* start Record extracts *
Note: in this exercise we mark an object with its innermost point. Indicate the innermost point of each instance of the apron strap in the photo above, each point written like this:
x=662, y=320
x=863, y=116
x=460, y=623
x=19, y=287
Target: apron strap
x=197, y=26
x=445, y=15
* end Record extracts *
### What is asked
Rewrite every line of the listing, requests included, scaling each x and y coordinate in the answers by 0.6 and rounding to the nearest whole number, with halves rounded up. Keep the numbers in the requests and their format samples as they are.

### Finished answer
Note: in this exercise we mark an object with its innermost point. Indicate the innermost point of each instance of the apron strap in the photo above, each point written like this:
x=662, y=320
x=863, y=116
x=460, y=623
x=19, y=287
Target: apron strap
x=118, y=16
x=267, y=9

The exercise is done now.